As an old Unix hand myself, I don't make this claim lightly; I've been wrestling with it for a couple of weeks now. Nor am I suggesting we ought to drop what we're doing and hare off in a new direction. What I am suggesting is that Linus and the other kernel architects should be taking a hard look at this stuff and thinking about it. It may take a while for all the implications to sink in. They're huge.

What comes after Unix will, I now believe, probably resemble at least in concept an experimental operating system called EROS. Full details are available at <http://www.eros-os.org/>, but for the impatient I'll review the high points here.

EROS is built around two fundamental and intertwined ideas. One is that all data and code persistence is handled directly by the OS. There is no file system. Yes, I said *no file system*. Instead, everything is structures built in virtual memory and checkpointed out to disk every so often (every five minutes in EROS). Want something? Chase a pointer to it; EROS memory management does the rest.

The second fundamental idea is that of a pure capability architecture with provably correct security. This is something like ACLs, except that an OS with ACLs on a file system has a hole in it; programs can communicate (in ways intended or unintended) through the file system that everybody shares access to.

Capabilities plus checkpointing is a combination that turns out to have huge synergies. Obviously programming is a lot simpler -- no more hours and hours spent writing persistence/pickling/marshalling code. The OS kernel is a lot simpler too; I can't find the figure to be sure, but I believe EROS's is supposed to clock in at about 50K of code.

Here's another: All disk I/O is huge sequential BLTs done as part of checkpoint operations. You can actually use close to 100% of your controller's bandwidth, as opposed to the 30%-50% typical for explicit-I/O operating systems that are doing seeks a lot of the time. This means the maximum I/O throughput the OS can handle effectively more than doubles. With simpler code. You could even afford the time to verify each checkpoint write...

Here's a third: Had a crash or power-out? On reboot, the system simply picks up pointers to the last checkpointed state. Your OS, and all your applications, are back in thirty seconds. No fscks, ever again!

And I haven't even talked about the advantages of capabilities over userids yet. I would, but I just realized I'm running out of time -- gotta get ready to fly to Seattle tomorrow to upset some stomachs at Microsoft.

www.eros-os.org (http://www.eros-os.org) . Eric sez check it out. Mind-blowing stuff once you've had a few days to digest it.

Alan Cox noticed this in the EROS mailing list archives: "The EROS license requires that it be possible for me or my designates to do proprietary releases." But Eric hinted that he might have some influence over that aspect of things, in the future.

There was a lively debate about the technical virtues of EROS. A lot of people felt it didn't represent any sort of new idea, but was very interesting in its current form. Alan was particularly impressed by the security model (he also read pretty much every EROS doc in existence).

On sort of a side topic, Rik van Riel felt that the PC (i.e. the "monolithic computer") would soon go extinct, taking UNIX, Eros, Microsoft OS, etc., with it. He pointed to Alliance OS (http://www.allos.org/) , a distributed system based on message passing, as the wave of the future.

Linus Torvalds replied:

That's a classic thing said by "OS Research People".

And it's complete crap and idiocy, and I'm finally going to stand up and ask people to THINK instead of repeating the old and stinking dogma.

It's _much_ better to have stand-alone appliances that can work well in a networked environment than to have a networked appliance.

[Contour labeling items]
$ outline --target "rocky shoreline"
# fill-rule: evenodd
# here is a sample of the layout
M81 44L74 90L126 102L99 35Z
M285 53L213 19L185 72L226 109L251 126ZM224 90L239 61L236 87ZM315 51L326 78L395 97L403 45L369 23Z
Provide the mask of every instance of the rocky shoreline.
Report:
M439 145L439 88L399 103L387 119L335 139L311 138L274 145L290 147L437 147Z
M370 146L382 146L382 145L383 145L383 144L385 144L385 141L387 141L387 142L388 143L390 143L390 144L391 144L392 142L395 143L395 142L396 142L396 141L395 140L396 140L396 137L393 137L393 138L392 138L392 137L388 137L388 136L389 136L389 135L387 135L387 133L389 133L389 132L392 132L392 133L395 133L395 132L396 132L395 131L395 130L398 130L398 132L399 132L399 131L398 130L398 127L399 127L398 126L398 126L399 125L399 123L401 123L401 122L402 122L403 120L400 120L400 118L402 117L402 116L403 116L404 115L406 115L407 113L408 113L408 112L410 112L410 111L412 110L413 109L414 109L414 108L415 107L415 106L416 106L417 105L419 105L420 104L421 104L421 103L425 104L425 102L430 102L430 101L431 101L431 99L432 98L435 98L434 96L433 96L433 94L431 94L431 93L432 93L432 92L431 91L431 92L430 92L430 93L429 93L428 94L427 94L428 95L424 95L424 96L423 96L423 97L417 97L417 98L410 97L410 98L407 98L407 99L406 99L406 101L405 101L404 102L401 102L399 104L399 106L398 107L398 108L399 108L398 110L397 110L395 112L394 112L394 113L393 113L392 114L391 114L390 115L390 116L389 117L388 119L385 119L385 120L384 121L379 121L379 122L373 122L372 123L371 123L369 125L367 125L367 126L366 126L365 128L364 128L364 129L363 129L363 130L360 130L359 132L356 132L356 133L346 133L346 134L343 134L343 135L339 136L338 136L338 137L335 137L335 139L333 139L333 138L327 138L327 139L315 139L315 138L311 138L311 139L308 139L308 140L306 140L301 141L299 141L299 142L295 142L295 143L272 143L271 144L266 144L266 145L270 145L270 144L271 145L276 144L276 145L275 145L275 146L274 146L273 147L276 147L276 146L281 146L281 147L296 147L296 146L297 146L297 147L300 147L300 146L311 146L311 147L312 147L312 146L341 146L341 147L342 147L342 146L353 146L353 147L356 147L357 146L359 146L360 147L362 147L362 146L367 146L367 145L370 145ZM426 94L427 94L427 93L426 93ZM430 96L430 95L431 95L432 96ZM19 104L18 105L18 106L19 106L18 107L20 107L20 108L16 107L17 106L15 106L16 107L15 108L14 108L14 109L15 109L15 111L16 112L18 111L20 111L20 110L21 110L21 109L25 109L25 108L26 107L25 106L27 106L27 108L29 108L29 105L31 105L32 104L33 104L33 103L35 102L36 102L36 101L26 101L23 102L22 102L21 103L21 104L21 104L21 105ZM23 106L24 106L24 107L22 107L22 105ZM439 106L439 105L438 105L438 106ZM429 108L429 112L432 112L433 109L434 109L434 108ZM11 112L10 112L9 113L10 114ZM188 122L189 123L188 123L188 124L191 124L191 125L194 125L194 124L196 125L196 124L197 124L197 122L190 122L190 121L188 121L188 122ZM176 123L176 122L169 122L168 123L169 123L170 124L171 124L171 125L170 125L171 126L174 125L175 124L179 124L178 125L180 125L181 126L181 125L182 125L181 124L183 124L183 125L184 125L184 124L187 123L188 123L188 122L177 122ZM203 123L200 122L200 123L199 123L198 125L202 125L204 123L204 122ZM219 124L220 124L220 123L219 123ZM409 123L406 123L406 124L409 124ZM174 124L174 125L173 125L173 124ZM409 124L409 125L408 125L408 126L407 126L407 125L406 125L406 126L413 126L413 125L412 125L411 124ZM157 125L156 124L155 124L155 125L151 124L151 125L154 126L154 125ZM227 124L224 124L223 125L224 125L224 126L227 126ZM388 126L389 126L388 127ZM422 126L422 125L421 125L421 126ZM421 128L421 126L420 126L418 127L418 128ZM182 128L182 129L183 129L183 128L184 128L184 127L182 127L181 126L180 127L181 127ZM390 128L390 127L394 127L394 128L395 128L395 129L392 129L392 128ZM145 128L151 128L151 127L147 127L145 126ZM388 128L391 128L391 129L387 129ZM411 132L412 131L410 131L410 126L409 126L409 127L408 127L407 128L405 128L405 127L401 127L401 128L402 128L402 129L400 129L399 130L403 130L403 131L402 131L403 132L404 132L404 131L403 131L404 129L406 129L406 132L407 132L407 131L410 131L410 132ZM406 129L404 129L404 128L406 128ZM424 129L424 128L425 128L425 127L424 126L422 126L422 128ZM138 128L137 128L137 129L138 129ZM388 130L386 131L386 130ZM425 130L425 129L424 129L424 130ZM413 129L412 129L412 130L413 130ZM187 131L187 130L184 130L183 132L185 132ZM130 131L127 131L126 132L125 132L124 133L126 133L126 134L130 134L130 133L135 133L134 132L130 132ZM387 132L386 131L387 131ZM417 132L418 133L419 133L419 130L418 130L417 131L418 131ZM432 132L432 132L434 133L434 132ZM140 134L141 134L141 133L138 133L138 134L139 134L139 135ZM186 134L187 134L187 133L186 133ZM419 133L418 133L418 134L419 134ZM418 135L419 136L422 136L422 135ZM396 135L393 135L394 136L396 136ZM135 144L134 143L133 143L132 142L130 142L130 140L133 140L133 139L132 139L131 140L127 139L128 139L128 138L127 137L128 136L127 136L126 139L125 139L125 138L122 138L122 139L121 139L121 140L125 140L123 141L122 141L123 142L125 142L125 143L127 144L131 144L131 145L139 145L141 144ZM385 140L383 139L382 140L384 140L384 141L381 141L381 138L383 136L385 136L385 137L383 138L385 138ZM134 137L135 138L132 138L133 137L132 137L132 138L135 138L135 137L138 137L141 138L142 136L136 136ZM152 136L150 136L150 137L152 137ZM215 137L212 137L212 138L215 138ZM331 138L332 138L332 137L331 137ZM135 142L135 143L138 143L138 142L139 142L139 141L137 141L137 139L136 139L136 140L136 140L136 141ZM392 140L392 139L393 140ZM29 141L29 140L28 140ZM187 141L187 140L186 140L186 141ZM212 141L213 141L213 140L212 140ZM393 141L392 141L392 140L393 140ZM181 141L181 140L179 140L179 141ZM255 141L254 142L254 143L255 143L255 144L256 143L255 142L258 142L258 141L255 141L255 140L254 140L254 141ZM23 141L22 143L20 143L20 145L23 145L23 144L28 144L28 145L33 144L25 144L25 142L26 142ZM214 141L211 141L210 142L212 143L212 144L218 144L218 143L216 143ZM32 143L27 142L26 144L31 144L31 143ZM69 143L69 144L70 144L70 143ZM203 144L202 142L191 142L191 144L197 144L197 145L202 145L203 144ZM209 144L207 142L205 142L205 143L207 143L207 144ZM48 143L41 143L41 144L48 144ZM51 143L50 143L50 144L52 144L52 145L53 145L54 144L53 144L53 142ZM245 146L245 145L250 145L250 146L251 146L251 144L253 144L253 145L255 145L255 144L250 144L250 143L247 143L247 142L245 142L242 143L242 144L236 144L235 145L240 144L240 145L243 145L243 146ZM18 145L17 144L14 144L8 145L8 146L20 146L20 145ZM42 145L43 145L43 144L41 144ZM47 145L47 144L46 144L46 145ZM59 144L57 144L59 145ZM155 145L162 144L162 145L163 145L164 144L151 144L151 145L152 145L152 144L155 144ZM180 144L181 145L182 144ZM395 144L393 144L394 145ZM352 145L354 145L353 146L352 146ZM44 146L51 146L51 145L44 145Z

● **List of tasks**
A: Answer these about the passage on EROS:
(i) How often does EROS checkpoint to disk?
(ii) What share of controller bandwidth is typical for explicit-I/O operating systems?
(iii) Which system did Rik van Riel point to as the wave of the future?
B: Repeat the part of the passage on EROS starting at "What comes after" and ending at "high points here.".

● **Answers for the exercise**
A:
(i) Every five minutes.
(ii) 30%-50%.
(iii) Alliance OS.

B:
What comes after Unix will, I now believe, probably resemble at least in concept an experimental operating system called EROS. Full details are available at <http://www.eros-os.org/>, but for the impatient I'll review the high points here.